■ **Passage to read**:
• • •
Corporate Finance – LLM Lecture 6 Comprehensive Notes
Lecture Setting & Scope
- 6th lecture in the LLM Company-Law module.
- Focus: Corporate finance within the Companies Act No. 07 of 2007 (Sri Lanka) – mainly §§ 50-60.
- Links to prior lectures: Companies Act overview, shareholders, corporate veil, perpetual succession, director’s duties, term-paper guidance.
- Exam type: open-book → emphasis on analytical use of sections/cases, comparative comment (UK, SG, NZ, AU, IN preferred; US less useful).
Essential Background Concepts
- Stakeholder shift (1982 → 2007 Act)
- 1982: Shareholder-centred.
- 2007: Wider stakeholder view – shareholders, directors, creditors (key for finance), employees, suppliers, community & state.
- Company Constitution
- Single document: Articles of Association (AoA) – § 13 (objects, rights, internal rules).
- Optional object clause → if included, ultra vires doctrine (-§§ 16-17) applies.
- Promoters / Initial shareholders
- Named in incorporation documents (§ 4) – synonym: subscribers.
- Provide subscribers’/initial capital (must be recorded in articles and issued “immediately” on incorporation – § 50(1)).
• • •
■ **Work order 1**: Rewrite the lecture notes on corporate finance from "Corporate Finance –" down to "rights, internal rules).", changing "creditors" to "lenders".
■ **Work order 2**: According to the lecture notes on corporate finance, which sections of the Companies Act are mainly covered?
The rows that come next are separate material and have no connection to the lecture notes.

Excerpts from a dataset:
• • •
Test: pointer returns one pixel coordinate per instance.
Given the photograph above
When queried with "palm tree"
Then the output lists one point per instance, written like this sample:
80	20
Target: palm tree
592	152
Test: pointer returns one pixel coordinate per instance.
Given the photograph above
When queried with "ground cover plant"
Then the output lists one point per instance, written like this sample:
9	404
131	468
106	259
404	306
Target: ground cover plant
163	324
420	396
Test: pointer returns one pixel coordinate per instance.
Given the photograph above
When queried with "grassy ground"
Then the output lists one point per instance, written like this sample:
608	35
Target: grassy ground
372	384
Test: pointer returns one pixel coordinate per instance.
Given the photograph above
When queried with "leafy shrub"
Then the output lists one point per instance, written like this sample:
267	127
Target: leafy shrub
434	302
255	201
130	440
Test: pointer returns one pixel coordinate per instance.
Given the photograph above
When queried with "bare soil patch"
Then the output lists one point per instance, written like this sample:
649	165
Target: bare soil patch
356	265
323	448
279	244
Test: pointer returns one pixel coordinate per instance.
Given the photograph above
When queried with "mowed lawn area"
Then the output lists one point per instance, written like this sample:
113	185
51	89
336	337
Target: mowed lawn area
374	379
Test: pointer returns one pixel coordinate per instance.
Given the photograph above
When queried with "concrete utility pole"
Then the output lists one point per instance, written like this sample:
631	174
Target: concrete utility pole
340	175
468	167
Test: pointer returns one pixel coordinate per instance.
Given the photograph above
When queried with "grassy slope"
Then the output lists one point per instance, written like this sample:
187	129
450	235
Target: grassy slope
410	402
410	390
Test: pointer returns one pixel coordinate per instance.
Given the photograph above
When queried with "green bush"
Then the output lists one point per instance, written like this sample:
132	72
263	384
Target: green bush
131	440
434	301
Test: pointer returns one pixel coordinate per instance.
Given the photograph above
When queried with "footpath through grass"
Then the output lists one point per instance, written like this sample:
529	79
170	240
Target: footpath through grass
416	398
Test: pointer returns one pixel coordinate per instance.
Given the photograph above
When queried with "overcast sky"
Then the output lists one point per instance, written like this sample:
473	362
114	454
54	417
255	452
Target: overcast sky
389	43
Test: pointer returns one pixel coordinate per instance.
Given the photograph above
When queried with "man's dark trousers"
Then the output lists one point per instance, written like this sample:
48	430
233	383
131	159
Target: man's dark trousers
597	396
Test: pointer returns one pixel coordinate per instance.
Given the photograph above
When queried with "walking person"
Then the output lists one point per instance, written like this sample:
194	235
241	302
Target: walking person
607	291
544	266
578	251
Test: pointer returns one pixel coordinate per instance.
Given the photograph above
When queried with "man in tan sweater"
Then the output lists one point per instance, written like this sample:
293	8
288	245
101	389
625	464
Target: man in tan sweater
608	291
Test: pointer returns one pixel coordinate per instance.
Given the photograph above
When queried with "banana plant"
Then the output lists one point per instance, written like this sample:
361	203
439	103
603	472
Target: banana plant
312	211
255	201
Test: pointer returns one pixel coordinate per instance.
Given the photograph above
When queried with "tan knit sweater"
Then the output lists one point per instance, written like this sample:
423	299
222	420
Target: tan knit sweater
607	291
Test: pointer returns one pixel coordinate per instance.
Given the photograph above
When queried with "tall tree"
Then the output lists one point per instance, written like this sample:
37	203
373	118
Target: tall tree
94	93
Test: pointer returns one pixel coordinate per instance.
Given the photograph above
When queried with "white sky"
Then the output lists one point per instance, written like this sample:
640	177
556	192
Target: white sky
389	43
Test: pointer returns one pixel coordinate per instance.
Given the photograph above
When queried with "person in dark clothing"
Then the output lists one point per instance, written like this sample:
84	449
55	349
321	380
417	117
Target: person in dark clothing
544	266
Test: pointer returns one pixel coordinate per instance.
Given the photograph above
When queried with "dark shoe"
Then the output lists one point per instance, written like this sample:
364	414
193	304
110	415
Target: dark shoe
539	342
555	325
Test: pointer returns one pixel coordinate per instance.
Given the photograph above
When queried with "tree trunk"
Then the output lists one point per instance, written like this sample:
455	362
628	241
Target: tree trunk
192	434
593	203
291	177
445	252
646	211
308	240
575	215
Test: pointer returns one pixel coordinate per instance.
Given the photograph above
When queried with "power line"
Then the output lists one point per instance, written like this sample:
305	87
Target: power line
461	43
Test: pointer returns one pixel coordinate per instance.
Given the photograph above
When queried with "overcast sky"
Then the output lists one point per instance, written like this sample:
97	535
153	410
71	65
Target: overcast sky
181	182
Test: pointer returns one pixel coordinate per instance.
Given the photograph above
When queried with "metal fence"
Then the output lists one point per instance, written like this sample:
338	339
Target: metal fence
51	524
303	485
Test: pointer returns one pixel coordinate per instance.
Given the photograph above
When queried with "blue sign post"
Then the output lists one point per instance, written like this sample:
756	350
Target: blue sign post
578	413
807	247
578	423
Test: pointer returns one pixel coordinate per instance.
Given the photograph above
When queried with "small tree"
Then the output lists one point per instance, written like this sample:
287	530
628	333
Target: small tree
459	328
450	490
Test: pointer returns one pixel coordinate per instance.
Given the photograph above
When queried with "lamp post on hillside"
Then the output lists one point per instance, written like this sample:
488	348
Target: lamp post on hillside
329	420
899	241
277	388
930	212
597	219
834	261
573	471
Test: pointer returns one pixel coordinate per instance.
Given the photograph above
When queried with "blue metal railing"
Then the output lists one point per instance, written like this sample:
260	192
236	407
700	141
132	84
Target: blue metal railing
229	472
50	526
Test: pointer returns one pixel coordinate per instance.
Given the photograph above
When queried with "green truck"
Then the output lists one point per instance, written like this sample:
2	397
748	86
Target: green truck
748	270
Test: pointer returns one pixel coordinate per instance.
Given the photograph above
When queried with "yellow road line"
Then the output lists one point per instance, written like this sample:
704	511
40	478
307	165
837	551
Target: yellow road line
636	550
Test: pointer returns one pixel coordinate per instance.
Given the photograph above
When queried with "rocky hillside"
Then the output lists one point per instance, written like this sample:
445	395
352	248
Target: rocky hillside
• • •
■ **Written answer 1**:
Corporate Finance – LLM Lecture 6 Comprehensive Notes
Lecture Setting & Scope
- 6th lecture in the LLM Company-Law module.
- Focus: Corporate finance within the Companies Act No. 07 of 2007 (Sri Lanka) – mainly §§ 50-60.
- Links to prior lectures: Companies Act overview, shareholders, corporate veil, perpetual succession, director’s duties, term-paper guidance.
- Exam type: open-book → emphasis on analytical use of sections/cases, comparative comment (UK, SG, NZ, AU, IN preferred; US less useful).
Essential Background Concepts
- Stakeholder shift (1982 → 2007 Act)
- 1982: Shareholder-centred.
- 2007: Wider stakeholder view – shareholders, directors, lenders (key for finance), employees, suppliers, community & state.
- Company Constitution
- Single document: Articles of Association (AoA) – § 13 (objects, rights, internal rules).

■ **Written answer 2**: Mainly §§ 50-60 of the Companies Act No. 07 of 2007 (Sri Lanka).